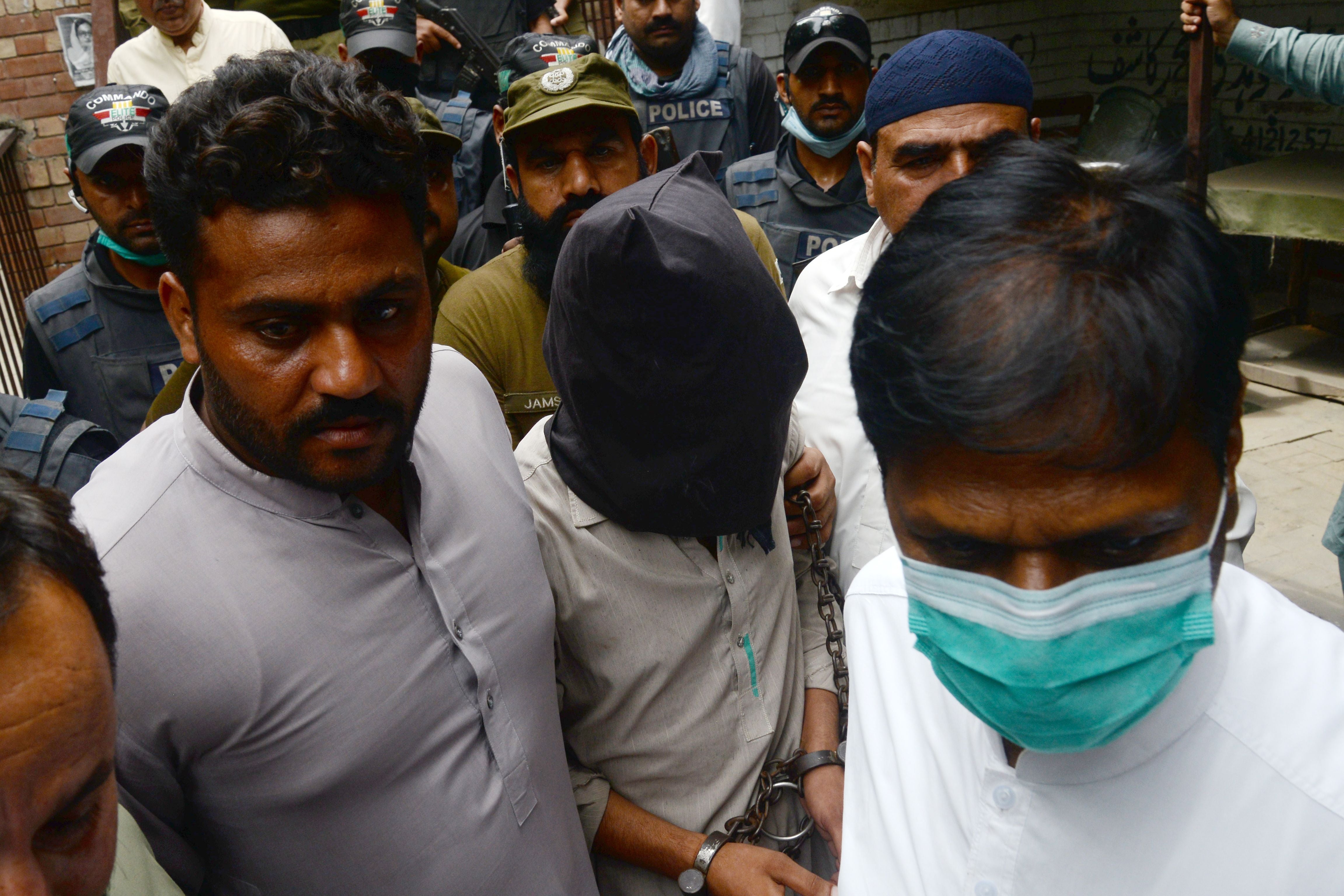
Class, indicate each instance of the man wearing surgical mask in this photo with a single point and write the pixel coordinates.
(1058, 684)
(808, 191)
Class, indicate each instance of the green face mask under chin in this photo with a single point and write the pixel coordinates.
(158, 260)
(1074, 667)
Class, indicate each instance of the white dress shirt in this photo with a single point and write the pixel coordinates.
(824, 301)
(1233, 785)
(154, 60)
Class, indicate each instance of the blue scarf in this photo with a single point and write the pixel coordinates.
(158, 260)
(827, 148)
(697, 79)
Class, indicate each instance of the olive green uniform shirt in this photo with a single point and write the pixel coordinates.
(495, 318)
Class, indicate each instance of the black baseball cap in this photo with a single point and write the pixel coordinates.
(378, 23)
(109, 117)
(530, 53)
(827, 23)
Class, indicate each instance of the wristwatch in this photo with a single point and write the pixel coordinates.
(693, 879)
(815, 759)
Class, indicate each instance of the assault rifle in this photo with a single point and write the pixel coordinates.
(479, 64)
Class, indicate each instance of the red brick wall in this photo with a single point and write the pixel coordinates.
(36, 93)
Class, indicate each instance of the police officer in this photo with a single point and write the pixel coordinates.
(484, 230)
(713, 95)
(381, 37)
(498, 23)
(99, 332)
(808, 194)
(570, 137)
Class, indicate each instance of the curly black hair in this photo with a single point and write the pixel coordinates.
(279, 131)
(37, 532)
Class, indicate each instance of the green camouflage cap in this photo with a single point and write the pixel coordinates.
(432, 131)
(588, 83)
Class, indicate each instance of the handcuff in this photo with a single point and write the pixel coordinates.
(693, 879)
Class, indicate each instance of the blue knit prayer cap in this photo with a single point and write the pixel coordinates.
(945, 69)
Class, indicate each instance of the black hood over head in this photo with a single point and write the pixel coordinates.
(677, 360)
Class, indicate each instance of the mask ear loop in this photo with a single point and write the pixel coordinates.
(1218, 522)
(74, 190)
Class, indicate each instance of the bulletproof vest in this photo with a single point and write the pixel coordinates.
(800, 219)
(49, 447)
(109, 344)
(717, 121)
(474, 127)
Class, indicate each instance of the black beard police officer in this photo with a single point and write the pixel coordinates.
(808, 193)
(714, 96)
(99, 332)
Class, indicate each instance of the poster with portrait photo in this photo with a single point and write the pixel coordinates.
(77, 46)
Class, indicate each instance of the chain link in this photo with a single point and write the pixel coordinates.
(776, 777)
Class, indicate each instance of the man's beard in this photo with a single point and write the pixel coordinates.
(280, 451)
(828, 132)
(543, 238)
(146, 245)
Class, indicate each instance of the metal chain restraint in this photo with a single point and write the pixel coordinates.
(777, 776)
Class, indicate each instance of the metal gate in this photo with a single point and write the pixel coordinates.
(21, 265)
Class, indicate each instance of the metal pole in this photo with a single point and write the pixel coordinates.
(1201, 108)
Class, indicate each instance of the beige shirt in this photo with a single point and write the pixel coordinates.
(136, 872)
(679, 675)
(156, 61)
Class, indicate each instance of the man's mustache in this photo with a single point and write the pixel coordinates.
(660, 23)
(335, 410)
(836, 100)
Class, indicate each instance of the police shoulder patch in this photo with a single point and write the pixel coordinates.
(558, 80)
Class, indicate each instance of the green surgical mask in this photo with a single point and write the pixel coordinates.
(1070, 668)
(158, 260)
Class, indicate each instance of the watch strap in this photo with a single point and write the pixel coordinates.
(709, 850)
(815, 759)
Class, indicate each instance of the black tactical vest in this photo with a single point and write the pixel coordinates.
(800, 219)
(717, 121)
(49, 447)
(109, 344)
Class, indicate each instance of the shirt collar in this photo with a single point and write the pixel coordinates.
(219, 467)
(201, 34)
(874, 242)
(581, 514)
(1151, 735)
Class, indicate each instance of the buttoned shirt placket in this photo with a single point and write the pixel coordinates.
(1003, 804)
(738, 623)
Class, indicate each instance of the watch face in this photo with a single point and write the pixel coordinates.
(690, 882)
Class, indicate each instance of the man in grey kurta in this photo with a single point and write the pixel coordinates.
(689, 652)
(335, 671)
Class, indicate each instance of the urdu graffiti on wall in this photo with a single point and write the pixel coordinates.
(1156, 60)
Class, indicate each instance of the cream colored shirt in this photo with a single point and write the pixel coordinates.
(136, 872)
(679, 674)
(156, 61)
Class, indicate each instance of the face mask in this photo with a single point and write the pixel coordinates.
(158, 260)
(827, 148)
(1074, 667)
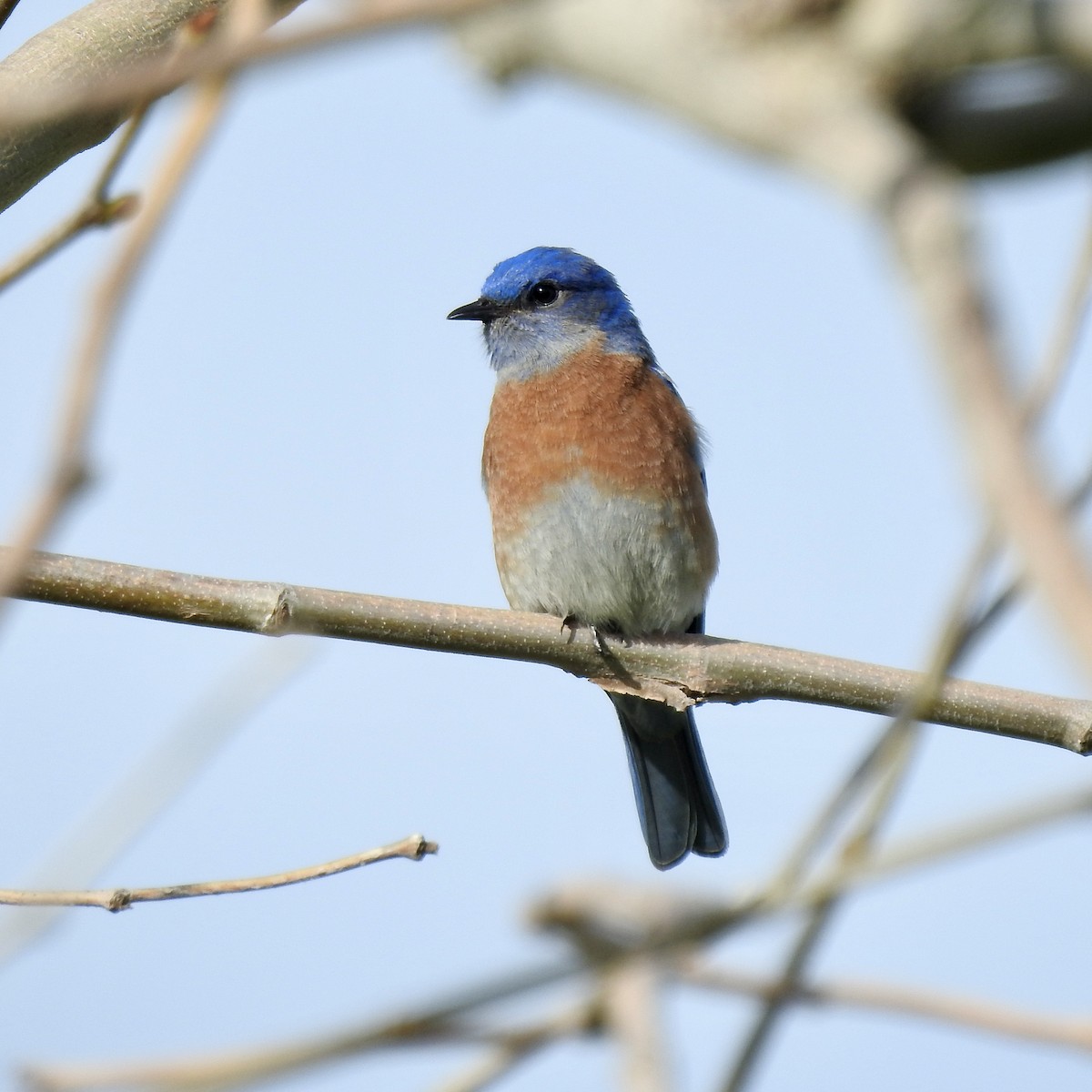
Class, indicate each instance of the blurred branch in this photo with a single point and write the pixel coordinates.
(97, 210)
(69, 470)
(440, 1022)
(69, 87)
(889, 759)
(964, 1011)
(631, 918)
(820, 97)
(413, 847)
(157, 779)
(896, 747)
(928, 219)
(675, 670)
(518, 1046)
(632, 1014)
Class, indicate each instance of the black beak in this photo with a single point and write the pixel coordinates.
(480, 310)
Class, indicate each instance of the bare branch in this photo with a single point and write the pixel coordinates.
(638, 918)
(414, 847)
(157, 779)
(97, 210)
(69, 87)
(964, 1011)
(69, 470)
(632, 1013)
(674, 670)
(432, 1024)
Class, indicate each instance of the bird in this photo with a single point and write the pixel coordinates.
(593, 470)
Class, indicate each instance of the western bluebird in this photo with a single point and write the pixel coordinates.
(592, 468)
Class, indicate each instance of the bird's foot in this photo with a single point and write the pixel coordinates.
(571, 622)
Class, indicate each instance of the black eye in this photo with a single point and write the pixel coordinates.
(544, 293)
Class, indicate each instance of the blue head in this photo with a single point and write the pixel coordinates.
(540, 307)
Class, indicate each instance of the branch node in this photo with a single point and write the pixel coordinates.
(278, 621)
(121, 899)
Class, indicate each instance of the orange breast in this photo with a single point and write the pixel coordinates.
(603, 415)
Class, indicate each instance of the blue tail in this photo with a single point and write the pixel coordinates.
(675, 796)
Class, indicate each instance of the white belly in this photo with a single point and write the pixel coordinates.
(621, 562)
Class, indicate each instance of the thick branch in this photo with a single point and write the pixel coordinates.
(96, 41)
(680, 671)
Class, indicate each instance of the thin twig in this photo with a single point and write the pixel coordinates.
(97, 210)
(114, 899)
(69, 468)
(674, 670)
(632, 1014)
(150, 80)
(438, 1021)
(248, 1066)
(894, 757)
(150, 786)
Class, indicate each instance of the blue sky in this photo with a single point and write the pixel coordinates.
(288, 402)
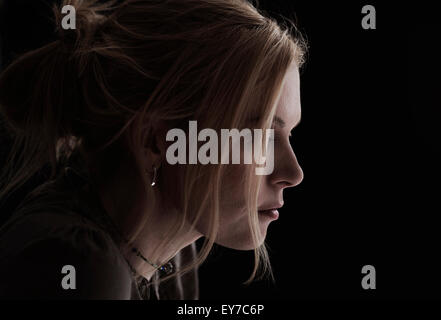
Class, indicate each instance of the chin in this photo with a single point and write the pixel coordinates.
(243, 243)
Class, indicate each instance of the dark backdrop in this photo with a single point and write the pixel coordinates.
(368, 145)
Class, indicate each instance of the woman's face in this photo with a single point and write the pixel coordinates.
(234, 231)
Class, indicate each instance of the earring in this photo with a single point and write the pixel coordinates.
(155, 175)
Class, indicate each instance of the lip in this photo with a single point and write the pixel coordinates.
(272, 214)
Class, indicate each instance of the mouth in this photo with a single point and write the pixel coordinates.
(271, 213)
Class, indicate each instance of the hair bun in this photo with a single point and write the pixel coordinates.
(89, 16)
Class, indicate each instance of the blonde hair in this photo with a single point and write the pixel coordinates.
(101, 86)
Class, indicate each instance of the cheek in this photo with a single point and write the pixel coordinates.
(233, 196)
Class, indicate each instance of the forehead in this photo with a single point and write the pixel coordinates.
(288, 108)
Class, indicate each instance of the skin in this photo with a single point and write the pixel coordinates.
(124, 196)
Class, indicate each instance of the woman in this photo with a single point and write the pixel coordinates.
(90, 113)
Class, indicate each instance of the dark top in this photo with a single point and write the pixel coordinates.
(39, 240)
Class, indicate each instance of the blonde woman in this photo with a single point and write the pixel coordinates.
(113, 219)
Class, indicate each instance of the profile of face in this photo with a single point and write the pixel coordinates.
(234, 231)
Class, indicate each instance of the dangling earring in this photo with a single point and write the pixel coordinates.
(155, 175)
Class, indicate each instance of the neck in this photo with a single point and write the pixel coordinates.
(125, 201)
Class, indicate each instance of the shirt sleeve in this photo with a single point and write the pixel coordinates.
(75, 261)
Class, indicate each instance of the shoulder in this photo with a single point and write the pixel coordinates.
(60, 256)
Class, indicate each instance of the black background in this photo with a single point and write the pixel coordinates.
(368, 147)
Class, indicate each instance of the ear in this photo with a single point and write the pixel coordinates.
(155, 147)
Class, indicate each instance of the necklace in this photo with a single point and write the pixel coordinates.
(71, 174)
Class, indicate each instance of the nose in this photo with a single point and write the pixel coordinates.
(287, 171)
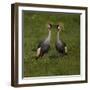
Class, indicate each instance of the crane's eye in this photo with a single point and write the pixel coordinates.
(58, 27)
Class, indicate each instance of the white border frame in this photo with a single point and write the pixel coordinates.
(34, 80)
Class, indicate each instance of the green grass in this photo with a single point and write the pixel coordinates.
(34, 28)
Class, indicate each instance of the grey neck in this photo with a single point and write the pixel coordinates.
(49, 36)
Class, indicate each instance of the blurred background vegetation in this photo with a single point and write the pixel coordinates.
(35, 30)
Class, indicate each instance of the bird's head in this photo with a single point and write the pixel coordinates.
(49, 26)
(60, 27)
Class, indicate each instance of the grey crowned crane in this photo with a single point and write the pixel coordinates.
(43, 46)
(60, 45)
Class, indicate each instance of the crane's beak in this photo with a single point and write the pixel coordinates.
(60, 27)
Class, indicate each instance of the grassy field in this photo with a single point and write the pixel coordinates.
(34, 28)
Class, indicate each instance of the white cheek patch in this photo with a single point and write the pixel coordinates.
(38, 51)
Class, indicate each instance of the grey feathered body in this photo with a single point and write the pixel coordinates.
(44, 47)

──────────────────────────────

**STATED EXERCISE**
Output exactly the lines between the one containing "Class, indicate each instance of the grey crowned" and the final line above, both inclusive.

**SOLUTION FOR THIS EXERCISE**
Class, indicate each instance of the grey crowned crane in this photo with a single point and write the pixel coordinates.
(43, 46)
(60, 45)
Class, indicate each instance of the crane's beak in this photo with a single point and write the pixel coordinates.
(60, 27)
Class, indicate each instance of the grassy field in this photo with a single point and write the pixel coordinates.
(34, 28)
Class, indicate each instance of the white cheek patch in this photo with a single point and write the pixel coordinates.
(38, 51)
Class, indicate each instance of the grey feathered body in this photo with a single point and write the pixel coordinates.
(44, 47)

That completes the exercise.